=== PROBLEM TO SOLVE ===
Please print all of the entries, matching them exactly.

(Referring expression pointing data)
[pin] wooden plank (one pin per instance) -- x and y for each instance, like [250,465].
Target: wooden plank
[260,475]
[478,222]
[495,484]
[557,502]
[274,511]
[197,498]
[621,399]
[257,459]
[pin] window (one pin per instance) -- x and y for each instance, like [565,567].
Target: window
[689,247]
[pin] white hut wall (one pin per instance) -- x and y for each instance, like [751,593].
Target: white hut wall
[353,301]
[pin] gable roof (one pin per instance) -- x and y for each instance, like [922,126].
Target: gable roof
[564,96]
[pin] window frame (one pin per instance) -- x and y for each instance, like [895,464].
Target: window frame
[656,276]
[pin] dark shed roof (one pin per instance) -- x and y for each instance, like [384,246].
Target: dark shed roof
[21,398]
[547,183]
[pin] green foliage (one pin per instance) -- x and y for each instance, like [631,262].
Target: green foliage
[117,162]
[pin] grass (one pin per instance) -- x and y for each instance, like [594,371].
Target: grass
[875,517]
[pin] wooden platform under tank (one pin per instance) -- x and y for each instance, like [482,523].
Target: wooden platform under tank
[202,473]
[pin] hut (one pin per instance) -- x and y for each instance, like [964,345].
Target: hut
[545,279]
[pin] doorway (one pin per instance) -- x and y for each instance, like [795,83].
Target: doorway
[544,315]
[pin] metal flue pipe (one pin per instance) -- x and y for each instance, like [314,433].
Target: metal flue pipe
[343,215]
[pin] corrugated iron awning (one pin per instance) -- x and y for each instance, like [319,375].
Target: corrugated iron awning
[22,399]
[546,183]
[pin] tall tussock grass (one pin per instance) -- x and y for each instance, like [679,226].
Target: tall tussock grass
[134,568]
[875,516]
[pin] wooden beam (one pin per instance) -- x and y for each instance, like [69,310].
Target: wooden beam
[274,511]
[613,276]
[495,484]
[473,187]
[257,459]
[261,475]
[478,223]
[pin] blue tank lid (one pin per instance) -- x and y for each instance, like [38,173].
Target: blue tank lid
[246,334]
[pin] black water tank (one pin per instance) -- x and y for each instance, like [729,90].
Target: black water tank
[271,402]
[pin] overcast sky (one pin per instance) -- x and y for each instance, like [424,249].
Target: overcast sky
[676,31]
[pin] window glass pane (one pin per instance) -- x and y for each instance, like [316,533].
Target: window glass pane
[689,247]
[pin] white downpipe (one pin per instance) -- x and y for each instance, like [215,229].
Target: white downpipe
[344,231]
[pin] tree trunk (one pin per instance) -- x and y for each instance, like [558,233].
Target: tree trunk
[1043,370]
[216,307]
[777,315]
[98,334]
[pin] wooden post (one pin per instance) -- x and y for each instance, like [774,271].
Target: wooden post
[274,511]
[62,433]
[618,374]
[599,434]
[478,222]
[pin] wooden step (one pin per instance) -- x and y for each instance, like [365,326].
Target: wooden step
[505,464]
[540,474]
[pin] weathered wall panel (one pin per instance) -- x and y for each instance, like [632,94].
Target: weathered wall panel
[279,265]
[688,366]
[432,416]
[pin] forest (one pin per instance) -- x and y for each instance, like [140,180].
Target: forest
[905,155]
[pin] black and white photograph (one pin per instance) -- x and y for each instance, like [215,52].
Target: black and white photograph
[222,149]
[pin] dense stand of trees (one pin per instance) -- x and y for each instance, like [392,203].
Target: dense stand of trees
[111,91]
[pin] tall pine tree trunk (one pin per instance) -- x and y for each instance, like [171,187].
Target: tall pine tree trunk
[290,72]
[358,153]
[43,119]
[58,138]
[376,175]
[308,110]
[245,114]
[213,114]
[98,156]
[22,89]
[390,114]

=== RESPONSE BOX ===
[pin] wooden plank (one pin per instance) -- x and y for each instance, like [250,465].
Target: wooden plank
[260,475]
[478,222]
[495,484]
[557,502]
[274,511]
[197,498]
[621,399]
[257,459]
[pin] window (one pin per instance) -- x and y for each instance, like [565,567].
Target: window
[689,247]
[pin] white hut wall (one pin per instance) -- x and y for each instance, like [751,593].
Target: white hut wall
[353,301]
[pin] gable roof (one pin per instance) -- x and y for each instance, like [922,126].
Target: gable roof
[564,96]
[pin] window frame (one pin per instance) -- x and y for each instance, like [895,464].
Target: window frame
[656,276]
[pin] dark shed roof (one pin per instance) -- x and y for each instance, like [384,246].
Target: dark shed roof
[21,398]
[547,183]
[pin] green foliage (one pin per instance) -- x and y for each instance, like [631,262].
Target: green foliage
[117,162]
[pin] grass (one pin per instance) -- x and y for each instance, like [594,371].
Target: grass
[875,517]
[pin] wooden platform under tank (one pin per instance) -- x and y for each instance, like [482,523].
Target: wooden platform under tank
[202,473]
[pin] hut (one pin per instance) -- x and y for each instance, like [964,345].
Target: hut
[545,279]
[pin] doorway (one pin per instance) -- x and y for each instance, like [795,83].
Target: doorway
[544,315]
[pin] metal flue pipe (one pin per instance) -- x and y for each instance, like [314,433].
Target: metal flue pipe
[343,215]
[pin] corrugated iron awning (one pin per instance) -- x and y for each instance, like [319,375].
Target: corrugated iron awning
[22,399]
[546,183]
[pin] tall tussock grass (one pin per instance) -- x and y for each instance, like [679,226].
Target: tall tussock grass
[134,568]
[875,516]
[pin] wooden beam (one pin per instance) -- x and y for each instance, like [69,310].
Target: wooden beam
[274,511]
[613,276]
[495,484]
[473,187]
[257,459]
[261,475]
[478,223]
[pin] blue tank lid (one pin per instance) -- x and y for each instance, like [38,173].
Target: blue tank lid
[246,334]
[pin] black water tank (one pin per instance) -- x and y for each instance, like [729,90].
Target: black water tank
[271,402]
[pin] overcast sky (one pin per instance) -- x and y for each instance, like [424,249].
Target: overcast sky
[676,31]
[pin] window glass pane (one pin per instance) -- x and y for each instance, like [316,533].
Target: window glass pane
[689,247]
[pin] white downpipe (one pin per instance) -- x and y for each instance, like [215,229].
Target: white downpipe
[344,231]
[pin] tree trunk (one pin per instance) -- x and y for each instance, like [558,233].
Target: tree trunk
[1043,370]
[216,307]
[777,315]
[98,334]
[pin] wooden post (one pin per instance) -- x and y for each instance, like [774,271].
Target: wooden post
[274,511]
[62,433]
[618,374]
[599,434]
[478,222]
[pin] wooden step (one pin per instance) -- x and y for each instance, like [365,326].
Target: wooden step
[505,464]
[540,474]
[pin] weathered wall panel (one pin per instance) -- x and y for each instance, like [632,94].
Target: weathered wall panel
[279,265]
[688,366]
[432,416]
[pin] forest (one pin per instance) -- x and y for each instance, like [140,180].
Target: forest
[905,155]
[pin] black and white photograph (one pin per instance) -- x and y for each instance, like [215,52].
Target: black and white photograph
[222,149]
[pin] dense stand of trees (one pin per instance) -- x and y for each instance, like [392,203].
Target: dense stand of trees
[111,91]
[pin] tall pine tree trunk (one pin per instance) -- x and y for each instance, like [171,187].
Target: tall pine tree trunk
[290,72]
[358,153]
[43,119]
[58,138]
[376,175]
[308,110]
[245,114]
[213,114]
[98,156]
[22,89]
[390,114]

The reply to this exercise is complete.